__Exercise brief__.
Below are records; extract exactly the lines from the one containing "wooden pergola archway" through the last, both included, and keep the pictures out.

__Data for this exercise__.
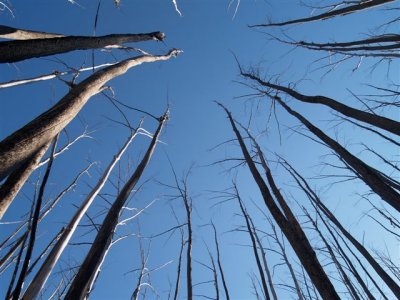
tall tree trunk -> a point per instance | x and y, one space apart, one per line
363 116
303 184
19 146
33 227
349 9
13 51
10 188
370 176
22 34
294 234
88 270
253 245
220 264
47 267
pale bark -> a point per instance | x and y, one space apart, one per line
33 226
22 34
14 51
49 76
19 146
10 188
90 267
47 267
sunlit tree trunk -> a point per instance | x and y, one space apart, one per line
17 148
47 267
90 267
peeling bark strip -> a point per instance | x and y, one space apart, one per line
19 146
293 232
43 274
13 51
90 267
22 34
14 182
362 5
366 117
370 176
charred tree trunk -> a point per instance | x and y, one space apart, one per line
373 179
302 183
13 51
363 116
294 234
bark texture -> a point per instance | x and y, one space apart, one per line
22 34
14 51
89 269
14 182
294 234
19 146
47 267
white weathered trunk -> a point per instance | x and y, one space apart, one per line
19 146
43 274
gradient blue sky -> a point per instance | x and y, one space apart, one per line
206 72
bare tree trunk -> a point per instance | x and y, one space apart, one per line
19 146
22 34
363 116
12 250
13 51
294 234
302 183
33 227
287 262
178 271
253 245
346 280
374 180
264 259
47 267
87 272
10 188
220 264
358 6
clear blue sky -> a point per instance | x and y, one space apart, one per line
210 36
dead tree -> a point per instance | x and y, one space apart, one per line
288 224
33 227
221 271
20 146
11 33
303 184
249 229
333 11
43 274
366 117
14 51
375 180
89 269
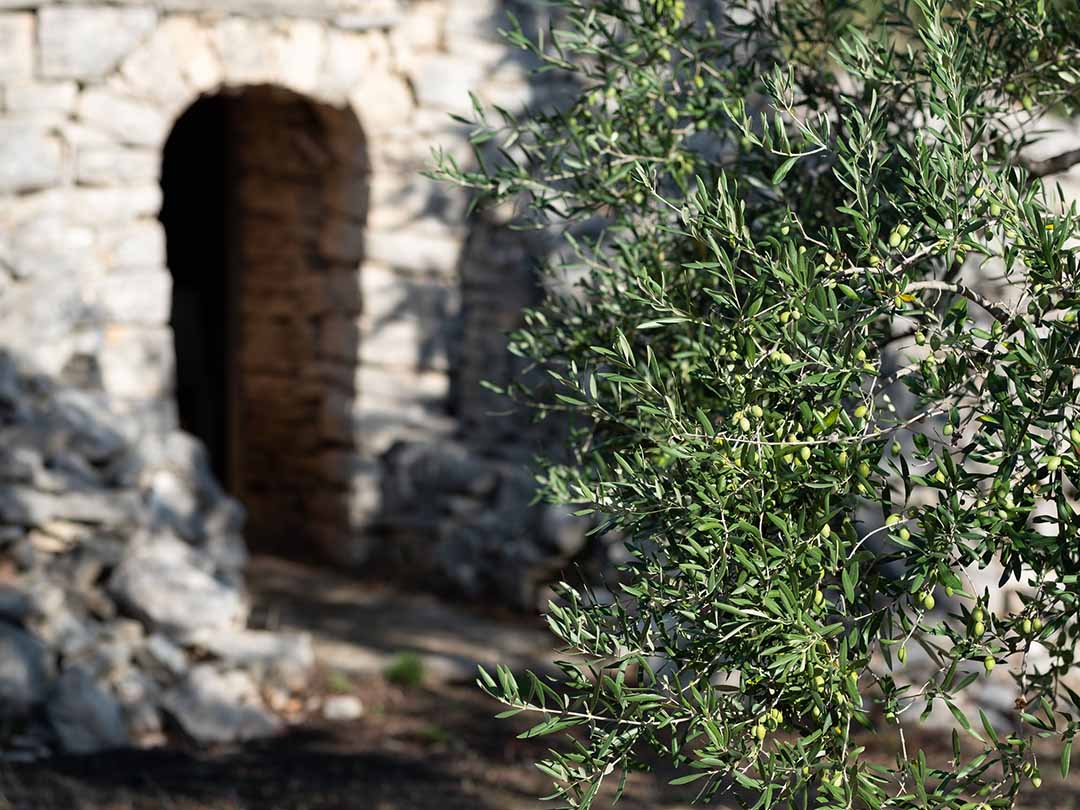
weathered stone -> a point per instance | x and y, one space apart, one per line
50 246
28 507
215 706
135 297
382 102
163 581
200 65
136 363
89 41
16 46
84 716
246 50
154 70
417 253
112 165
405 343
342 707
30 157
285 659
129 120
29 96
299 54
134 244
24 671
165 655
443 82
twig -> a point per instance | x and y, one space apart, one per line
1056 164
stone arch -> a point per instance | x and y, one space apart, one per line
265 203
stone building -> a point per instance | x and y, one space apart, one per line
212 216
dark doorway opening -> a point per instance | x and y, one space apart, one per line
194 213
265 203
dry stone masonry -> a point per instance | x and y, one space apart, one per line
232 309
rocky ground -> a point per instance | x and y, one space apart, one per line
408 730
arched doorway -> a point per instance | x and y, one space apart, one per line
265 203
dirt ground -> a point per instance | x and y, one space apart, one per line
430 744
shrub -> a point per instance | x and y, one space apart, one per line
781 219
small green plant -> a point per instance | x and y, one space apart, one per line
778 215
339 683
405 671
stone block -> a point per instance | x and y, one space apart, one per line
443 82
116 165
406 343
89 41
338 338
199 63
30 96
390 297
348 59
135 297
299 50
419 34
246 51
129 120
16 46
217 706
156 70
382 100
30 157
50 246
136 244
407 200
416 393
420 253
136 363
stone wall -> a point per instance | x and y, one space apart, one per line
356 322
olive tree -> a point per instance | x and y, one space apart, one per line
786 223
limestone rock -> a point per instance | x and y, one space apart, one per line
84 716
126 119
341 707
220 706
24 671
285 659
16 45
163 580
89 41
30 157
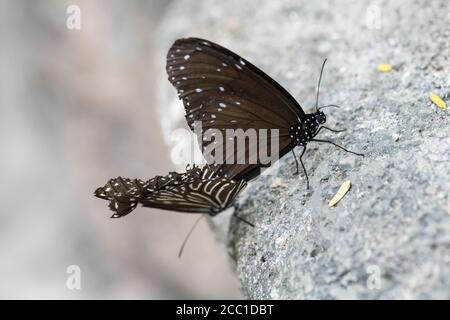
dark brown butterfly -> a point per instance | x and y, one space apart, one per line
225 91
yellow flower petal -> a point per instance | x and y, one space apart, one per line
384 67
437 100
341 193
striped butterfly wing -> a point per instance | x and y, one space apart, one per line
208 196
124 194
225 91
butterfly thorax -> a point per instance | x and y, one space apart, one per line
303 132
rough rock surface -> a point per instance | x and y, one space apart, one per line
390 235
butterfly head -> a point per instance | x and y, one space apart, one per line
321 118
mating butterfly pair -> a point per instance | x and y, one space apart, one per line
224 91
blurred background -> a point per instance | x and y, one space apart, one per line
77 107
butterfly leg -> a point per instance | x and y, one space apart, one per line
296 163
304 169
243 220
336 145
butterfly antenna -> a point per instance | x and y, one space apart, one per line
188 235
318 86
329 106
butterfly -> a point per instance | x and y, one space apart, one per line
195 191
225 91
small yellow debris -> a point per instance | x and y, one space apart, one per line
437 100
384 67
340 194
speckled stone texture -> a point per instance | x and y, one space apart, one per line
395 221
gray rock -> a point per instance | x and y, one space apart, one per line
390 235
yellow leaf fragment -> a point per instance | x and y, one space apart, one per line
384 67
437 100
340 194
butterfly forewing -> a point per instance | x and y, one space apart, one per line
225 91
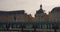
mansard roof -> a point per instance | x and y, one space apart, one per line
12 12
39 11
56 9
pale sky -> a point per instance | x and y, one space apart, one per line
30 6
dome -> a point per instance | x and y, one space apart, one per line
56 9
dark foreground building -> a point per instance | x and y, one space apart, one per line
19 21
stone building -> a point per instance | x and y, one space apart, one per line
40 15
54 15
18 15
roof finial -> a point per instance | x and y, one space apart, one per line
41 6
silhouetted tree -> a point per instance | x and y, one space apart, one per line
55 27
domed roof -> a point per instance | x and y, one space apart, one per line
39 11
56 9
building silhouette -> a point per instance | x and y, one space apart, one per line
20 19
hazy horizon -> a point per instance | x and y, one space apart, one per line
30 6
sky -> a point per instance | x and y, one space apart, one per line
30 6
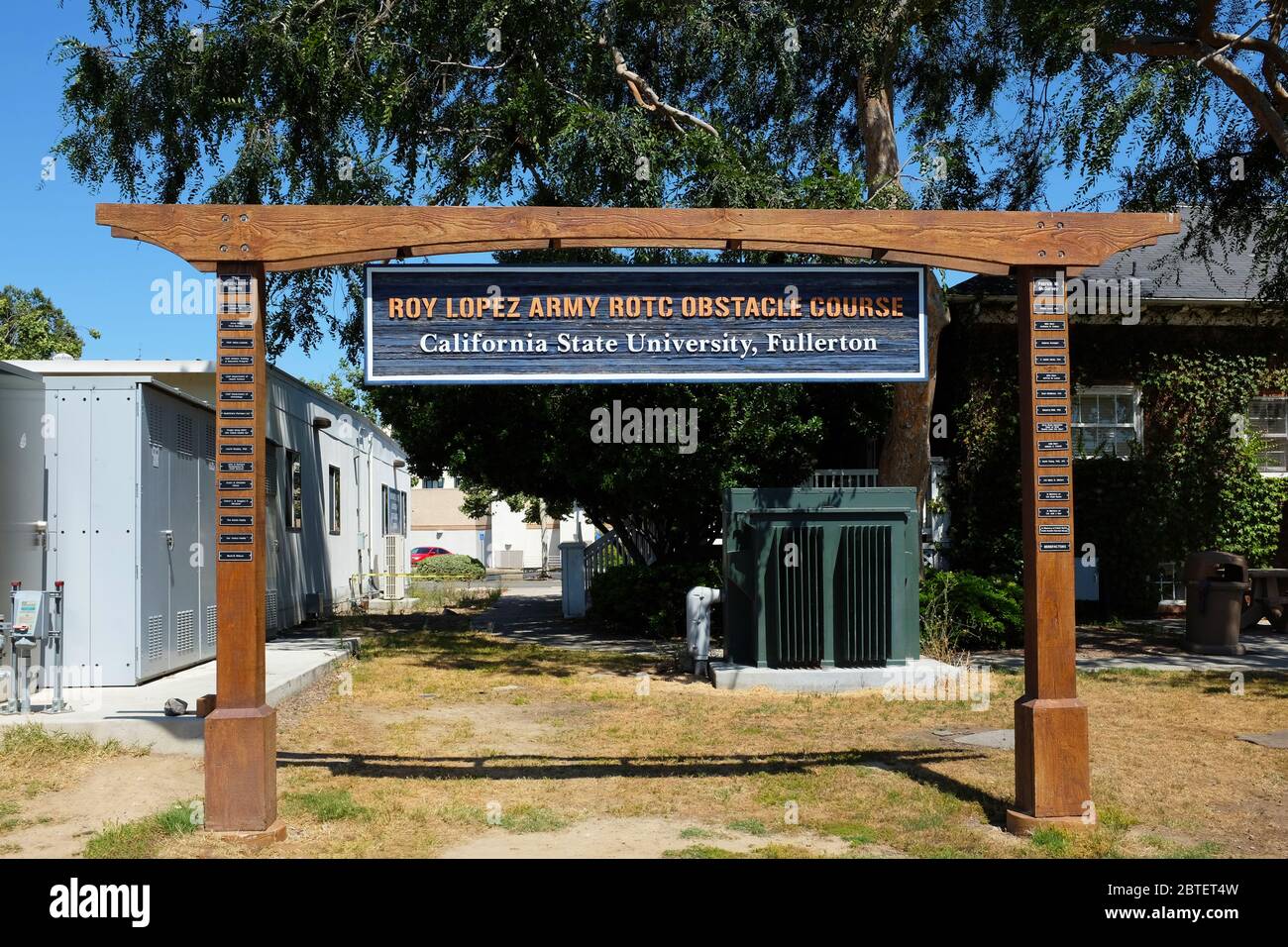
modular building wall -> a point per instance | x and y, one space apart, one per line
124 474
309 561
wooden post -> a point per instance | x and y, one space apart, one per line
1052 774
241 732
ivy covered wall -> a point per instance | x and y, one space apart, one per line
1186 486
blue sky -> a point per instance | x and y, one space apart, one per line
52 241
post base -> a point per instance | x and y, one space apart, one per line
1022 823
274 832
1052 772
241 770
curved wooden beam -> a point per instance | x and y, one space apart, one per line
303 236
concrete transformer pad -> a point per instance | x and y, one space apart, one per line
922 677
134 715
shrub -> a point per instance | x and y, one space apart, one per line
451 566
648 600
971 612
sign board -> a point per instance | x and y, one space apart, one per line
484 324
26 615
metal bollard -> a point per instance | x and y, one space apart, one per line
54 644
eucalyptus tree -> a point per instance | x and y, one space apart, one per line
645 103
1166 106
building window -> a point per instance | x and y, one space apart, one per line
394 502
296 479
1269 418
1107 421
334 478
270 470
1171 583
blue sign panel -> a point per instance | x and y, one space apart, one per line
452 324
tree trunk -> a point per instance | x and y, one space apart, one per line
906 450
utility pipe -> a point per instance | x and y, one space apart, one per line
697 624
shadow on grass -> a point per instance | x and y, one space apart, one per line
912 763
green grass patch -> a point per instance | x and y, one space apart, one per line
1052 841
695 834
854 832
532 818
751 826
699 852
33 742
325 805
8 817
142 838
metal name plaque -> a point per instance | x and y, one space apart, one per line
456 324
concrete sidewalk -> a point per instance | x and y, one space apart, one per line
1267 651
532 612
136 715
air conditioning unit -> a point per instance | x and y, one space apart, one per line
393 579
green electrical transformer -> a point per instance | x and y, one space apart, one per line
822 578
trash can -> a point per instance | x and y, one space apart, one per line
1215 585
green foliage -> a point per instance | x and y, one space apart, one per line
648 600
344 384
34 328
973 612
1192 484
279 94
451 566
1052 841
326 805
540 446
142 838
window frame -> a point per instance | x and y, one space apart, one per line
295 491
1270 398
1078 427
335 518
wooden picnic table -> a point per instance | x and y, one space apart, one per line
1269 599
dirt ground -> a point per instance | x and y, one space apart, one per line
449 742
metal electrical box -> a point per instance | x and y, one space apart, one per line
132 474
820 578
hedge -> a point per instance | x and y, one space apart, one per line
451 566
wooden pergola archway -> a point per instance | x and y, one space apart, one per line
241 243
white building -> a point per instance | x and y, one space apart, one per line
110 487
498 540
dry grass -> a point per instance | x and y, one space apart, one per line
35 762
451 735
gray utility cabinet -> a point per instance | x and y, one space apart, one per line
820 578
133 541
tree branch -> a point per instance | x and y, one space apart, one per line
1260 103
649 99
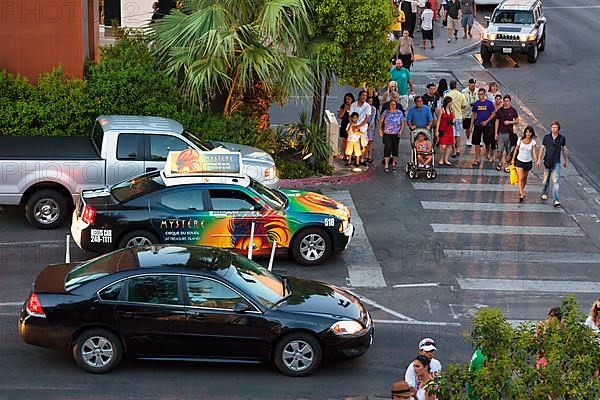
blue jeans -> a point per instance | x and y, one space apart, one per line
552 175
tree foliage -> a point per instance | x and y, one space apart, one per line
553 360
219 49
352 37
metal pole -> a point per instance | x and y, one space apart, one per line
272 255
68 253
251 245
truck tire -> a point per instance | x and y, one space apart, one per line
311 246
138 238
532 54
543 42
486 55
46 209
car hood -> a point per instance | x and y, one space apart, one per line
310 202
511 29
317 298
249 153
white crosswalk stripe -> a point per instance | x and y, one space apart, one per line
507 230
523 256
501 207
522 285
473 187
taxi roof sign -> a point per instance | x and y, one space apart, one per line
218 161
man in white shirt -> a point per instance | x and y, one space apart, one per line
363 109
426 348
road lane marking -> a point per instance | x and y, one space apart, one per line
409 285
12 303
522 285
427 323
383 308
523 256
470 172
473 187
507 230
500 207
363 268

__Result__.
wooden pergola archway -> a point per instance | x and y, one space apart, one per line
241 243
white building -> a point per instance | x and y, one space apart, one per line
110 487
498 540
dry grass -> a point per instance | x and y, one space apart, one per line
35 762
451 735
gray utility cabinet -> a point per instance | x and y, one space apart, one per line
820 578
133 541
tree branch -> a point per instance | x and y, one space apart, one per line
1260 103
649 99
blue jeans -> a point per instance | x and y, one space apart, one per line
552 175
tree foliage -> a point per instance | x and y, one space apart, one per line
553 360
219 49
352 37
metal pole -> a point per instance | x and y, one space apart, one per line
272 255
68 253
251 245
truck tire -> a point per instance | x and y, one space apart, one per line
311 246
138 238
532 54
543 42
486 55
46 209
car hood -> a point per instance | x and y, one space apart, one per line
310 202
511 29
317 298
249 153
white crosswalk stripe -> a point per instance | x and y, one space apart, one per line
507 230
523 256
501 207
522 285
473 187
taxi roof sign -> a point per instance | x and y, one space apart, one per line
218 161
man in white shirt -> a point per instance | x and y, one space apart, one per line
363 109
426 348
road lane marking -> a point per instance | x and y, one space apart, one per line
409 285
12 303
522 285
427 323
383 308
523 256
470 172
473 187
507 230
500 207
363 268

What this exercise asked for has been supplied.